(DATA RECORDS)

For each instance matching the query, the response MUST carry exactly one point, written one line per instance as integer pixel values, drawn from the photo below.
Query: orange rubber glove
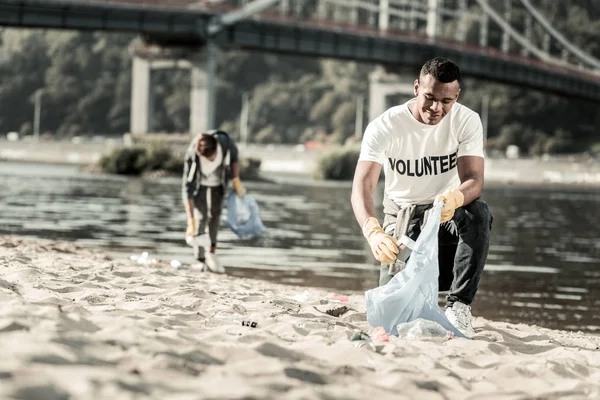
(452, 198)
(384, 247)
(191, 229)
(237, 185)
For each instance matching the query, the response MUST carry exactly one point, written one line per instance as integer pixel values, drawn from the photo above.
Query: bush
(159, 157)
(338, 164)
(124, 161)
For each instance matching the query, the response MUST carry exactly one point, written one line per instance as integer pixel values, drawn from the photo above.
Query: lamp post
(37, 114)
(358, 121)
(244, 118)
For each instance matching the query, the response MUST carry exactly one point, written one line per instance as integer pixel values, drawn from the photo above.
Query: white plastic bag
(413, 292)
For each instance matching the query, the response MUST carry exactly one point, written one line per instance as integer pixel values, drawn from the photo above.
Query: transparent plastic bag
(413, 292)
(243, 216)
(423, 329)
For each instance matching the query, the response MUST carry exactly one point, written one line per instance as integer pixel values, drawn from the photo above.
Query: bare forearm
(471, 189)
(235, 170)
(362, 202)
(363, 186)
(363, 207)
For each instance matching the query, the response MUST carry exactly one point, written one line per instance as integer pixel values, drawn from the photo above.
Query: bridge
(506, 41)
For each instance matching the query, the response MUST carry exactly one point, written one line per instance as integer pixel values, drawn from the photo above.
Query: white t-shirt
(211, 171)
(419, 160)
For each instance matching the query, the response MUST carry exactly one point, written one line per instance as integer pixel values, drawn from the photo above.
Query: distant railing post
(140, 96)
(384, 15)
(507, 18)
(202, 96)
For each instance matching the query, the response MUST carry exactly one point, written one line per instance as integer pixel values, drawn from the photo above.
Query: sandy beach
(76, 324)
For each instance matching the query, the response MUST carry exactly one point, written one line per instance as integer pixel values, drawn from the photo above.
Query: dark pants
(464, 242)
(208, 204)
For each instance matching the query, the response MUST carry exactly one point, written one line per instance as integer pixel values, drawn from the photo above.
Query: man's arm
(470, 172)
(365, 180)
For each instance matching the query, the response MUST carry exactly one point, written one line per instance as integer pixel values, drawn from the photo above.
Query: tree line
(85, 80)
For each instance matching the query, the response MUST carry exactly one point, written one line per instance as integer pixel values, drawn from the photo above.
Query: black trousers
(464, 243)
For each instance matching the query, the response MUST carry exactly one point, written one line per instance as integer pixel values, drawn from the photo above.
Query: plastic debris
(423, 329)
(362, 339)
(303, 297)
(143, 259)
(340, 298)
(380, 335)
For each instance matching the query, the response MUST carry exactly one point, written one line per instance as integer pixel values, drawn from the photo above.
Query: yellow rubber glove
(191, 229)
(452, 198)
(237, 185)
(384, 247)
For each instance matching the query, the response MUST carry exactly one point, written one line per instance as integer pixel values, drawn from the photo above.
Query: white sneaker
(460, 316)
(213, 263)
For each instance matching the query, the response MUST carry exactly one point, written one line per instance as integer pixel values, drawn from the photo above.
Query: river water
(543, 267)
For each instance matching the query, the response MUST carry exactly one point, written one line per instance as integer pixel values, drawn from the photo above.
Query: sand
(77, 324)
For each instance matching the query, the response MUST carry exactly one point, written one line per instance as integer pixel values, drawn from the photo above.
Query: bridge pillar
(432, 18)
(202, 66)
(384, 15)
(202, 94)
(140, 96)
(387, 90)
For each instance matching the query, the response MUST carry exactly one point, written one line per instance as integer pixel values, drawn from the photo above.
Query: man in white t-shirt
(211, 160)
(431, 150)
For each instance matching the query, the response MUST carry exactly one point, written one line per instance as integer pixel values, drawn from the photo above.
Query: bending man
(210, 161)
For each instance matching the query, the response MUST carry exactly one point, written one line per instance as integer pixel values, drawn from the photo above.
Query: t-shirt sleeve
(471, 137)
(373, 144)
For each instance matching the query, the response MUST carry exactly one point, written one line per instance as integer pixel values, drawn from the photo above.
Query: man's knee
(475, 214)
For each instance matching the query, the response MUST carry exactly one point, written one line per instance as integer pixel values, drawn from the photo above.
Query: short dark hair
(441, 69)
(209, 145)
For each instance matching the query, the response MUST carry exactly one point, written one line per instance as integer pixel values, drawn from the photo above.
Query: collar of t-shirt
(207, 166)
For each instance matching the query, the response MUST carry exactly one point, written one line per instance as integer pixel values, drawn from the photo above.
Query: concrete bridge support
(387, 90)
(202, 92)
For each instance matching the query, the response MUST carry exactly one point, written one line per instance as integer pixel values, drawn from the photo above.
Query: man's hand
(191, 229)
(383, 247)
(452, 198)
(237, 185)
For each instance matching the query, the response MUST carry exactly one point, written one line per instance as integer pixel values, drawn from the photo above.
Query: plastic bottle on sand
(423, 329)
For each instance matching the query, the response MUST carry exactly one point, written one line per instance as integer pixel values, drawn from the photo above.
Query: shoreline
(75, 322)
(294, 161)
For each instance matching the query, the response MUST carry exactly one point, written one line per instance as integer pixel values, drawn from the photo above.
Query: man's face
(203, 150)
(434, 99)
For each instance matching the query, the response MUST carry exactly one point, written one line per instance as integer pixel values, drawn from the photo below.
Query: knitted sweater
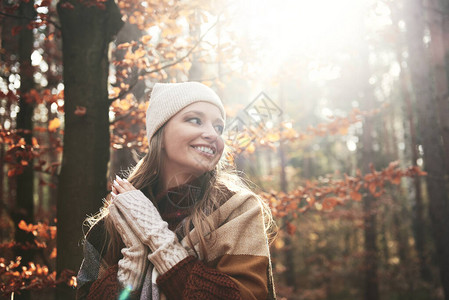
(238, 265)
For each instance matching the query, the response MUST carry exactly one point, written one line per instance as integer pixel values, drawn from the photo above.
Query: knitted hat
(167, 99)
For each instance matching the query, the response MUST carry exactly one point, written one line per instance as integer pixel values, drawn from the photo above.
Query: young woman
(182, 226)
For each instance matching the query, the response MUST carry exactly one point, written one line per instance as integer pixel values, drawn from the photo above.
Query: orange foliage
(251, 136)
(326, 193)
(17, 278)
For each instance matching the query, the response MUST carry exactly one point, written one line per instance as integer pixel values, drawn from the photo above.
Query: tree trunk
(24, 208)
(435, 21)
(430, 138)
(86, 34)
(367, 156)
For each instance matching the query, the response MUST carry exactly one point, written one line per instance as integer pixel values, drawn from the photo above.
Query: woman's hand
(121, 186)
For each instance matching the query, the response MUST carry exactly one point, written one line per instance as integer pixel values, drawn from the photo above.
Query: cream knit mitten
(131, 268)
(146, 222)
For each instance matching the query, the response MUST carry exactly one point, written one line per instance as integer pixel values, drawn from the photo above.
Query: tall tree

(End DATA RECORDS)

Repeat the records above exactly, without pictures.

→ **ANSWER BOX**:
For each instance matching the query, the response MUST carry exactly one point, written one line per instance as integer pixel values, drawn from the photo below.
Query: orange rubber glove
(452, 198)
(384, 247)
(191, 229)
(237, 185)
For each instance matching the query, the response MUST carry exactly one point, written one line per instance as integer pixel values, drawn from the photo above.
Query: bush
(159, 157)
(338, 164)
(124, 161)
For each instance matching the query, the response MUST carry exactly one point, written one line per instance as integer pixel values, drawn from the photo above.
Query: lamp post
(37, 114)
(358, 121)
(244, 118)
For each instance matching the query, the response MUST carry exactly one point, written one line per instance as integer pixel values, drawn from the photo above.
Query: white plastic bag
(413, 292)
For each instance matching the query, the response MUST carry exactly one point, written one line per instance as integer pixel values, drawn from the photo above.
Query: transparent plastic bag
(413, 292)
(243, 216)
(423, 329)
For each instance matching the query, the response MUST carry exactly one point, written one line per instance as integer pixel values, drawn from the photo above.
Query: bare forearm
(471, 189)
(235, 170)
(362, 202)
(363, 186)
(363, 207)
For each instance matching the query, the response MUST carry exactly one point, written one line per instance as integer pixel values, drawn from the photo above.
Query: bridge
(506, 41)
For each instance matching the query, the response MUST carry exactly one point, written one line per instance as integer pixel values, drawn from the photo above.
Query: white t-shirt
(211, 171)
(419, 160)
For each instance matching the query, the response MUST carry exactly one point, written one line per instance as integer pixel values, drawn from the photo above.
Query: distant railing post
(140, 96)
(384, 15)
(507, 18)
(202, 96)
For each instance matching the query, the response MUST carry exactly one point, written one line per instance as integer pixel values, drawn from the photo above.
Query: sandy beach
(76, 324)
For each instance matching the query, the response MUST carry exactly one point, written one line per instance as integer pixel values, drawn from the photo above.
Query: dark pants
(464, 242)
(208, 204)
For each instance matching the query, the response MUST carry exactly one point, written one line per instance as integer pixel values, drawn from the photo above.
Query: man's arm
(470, 172)
(365, 180)
For each instance matching the query, the response MUST carry exactly one point, written one line per instance as integer pixel values, drawn from the photo above.
Query: tree line
(85, 80)
For each instance matching the query, the response MUST carry exactly one point, written one line per instance as integer pixel values, drawn from the photo above.
Query: black trousers
(464, 243)
For each instance matching the query, the response MUST carry exactly one point, written one line per instance as integer pixel values, drawn from the photo above.
Query: plastic debris
(423, 329)
(362, 339)
(303, 297)
(143, 259)
(340, 298)
(380, 335)
For each instance matching the query, the response MUST carry exactly one point, written one line per instance as integer pixel values, drawn from the photo above.
Query: yellow rubber glove
(191, 229)
(452, 198)
(237, 185)
(384, 247)
For each instance matching the query, the response MUST carry exactly one point, written one line per instance as integer pixel values, drawn from the photo above.
Query: white sneaker
(460, 316)
(213, 263)
For each instance matching the query, the response MUST carry exactly one point, written one line per instance as integer pixel values, drawn from the photo above.
Query: river water
(543, 267)
For each instance matching the query, the response MUST carry exactly one point, written one line per instance as integer pixel values, drawn from the photo above.
Query: sand
(77, 324)
For each instance matching the query, the response MUST carry exactly one point, written one line per instance as integer pixel values, drawn from the photo above.
Query: bridge pillar
(432, 18)
(202, 66)
(384, 15)
(202, 94)
(140, 96)
(387, 90)
For each instance matching the query, the response MUST carry exactly one point, written one line per instance as integer pixel values, drawn from the photo above.
Query: man in white t-shirt
(211, 160)
(431, 150)
For each instance matching the query, the response MUST carry exactly one point, written one line per instance as integer pixel values, drawn from the photo above.
Query: bending man
(210, 161)
For each instance matching the query, the response MUST carry exactly one point, written one line per instance as integer pixel values, drawn from the photo above.
Query: t-shirt sleeve
(471, 137)
(373, 144)
For each instance matching the query, the response MUST carry exactly one point, written one line per instance as integer pixel values, drawn from the photo above.
Query: man's knee
(475, 214)
For each instance matching the query, the response MUST carry exactly one point, written one line per instance as integer pixel values, drawn from the photo above.
Query: short dark hair
(441, 69)
(209, 145)
For each instance matching the query, the response MUST carry exactly one point, written one line per instance as integer pixel values, drawn from the photo above.
Query: collar of t-shirt
(207, 166)
For each instance matching the query, the response MUST carry exactly one point, written one line per instance as integer pixel values, drawn from the photo above.
Query: concrete bridge support
(387, 90)
(202, 92)
For each instance matching the query, the response MUST carry exactly one point, written one line per instance as integer pixel values, drawn from the photo above.
Query: man's hand
(191, 229)
(383, 247)
(452, 198)
(237, 185)
For each instance matching the query, the response MUST carry exactly one point, written one line per instance as integer pixel values, drawn from the photo above.
Query: plastic bottle on sand
(423, 329)
For each instance matching the query, the response MUST carry exactly one point, written one line per instance as integer pixel values, drawn from the photo above.
Query: shoreline
(75, 322)
(294, 161)
For each instance matching the query, the response MUST carry exactly one point, written one line per instance as integer pixel values, drawn from the photo above.
Query: man's face
(203, 150)
(434, 99)
For each instance matching the query, the response MUST carry exactly one point, written one line per instance as integer pixel values, drawn from the photo below.
Query: knitted sweater
(238, 265)
For each instance matching the query, the response MUST carry exactly one point, written one line per instance as integer pixel values, drawn from the photo above.
Query: knitted hat
(167, 99)
For each instance matching the query, the response MUST carry exactly one point, written one line per instance as integer pixel values, drawn from the photo above.
Query: young woman
(182, 226)
For each instance matching the query, the response MUST carry exactly one point, written one line per instance as integer pixel values, drawn from the photo above.
Query: orange foliage
(251, 136)
(326, 193)
(17, 278)
For each instance matching the query, the response MUST carry exactly one point, written one line per instance as integer pixel values, drawn from the photo above.
Query: tree trunk
(24, 208)
(435, 21)
(430, 138)
(86, 34)
(367, 156)
For each instance matching the query, the response MUST carry exactly one point, written one line per instance as integer pixel values, drawn from the photo above.
Query: woman's hand
(121, 186)
For each instance matching the query, the response MUST carry exactly one point, written one line per instance as integer pixel values, drawn from the photo above.
Query: cream knit mitten
(131, 268)
(146, 222)
For each instance matching the query, the response MUST carry exactly one point, written one line per instance as integer pixel values, drawn from the photo above.
Query: tall tree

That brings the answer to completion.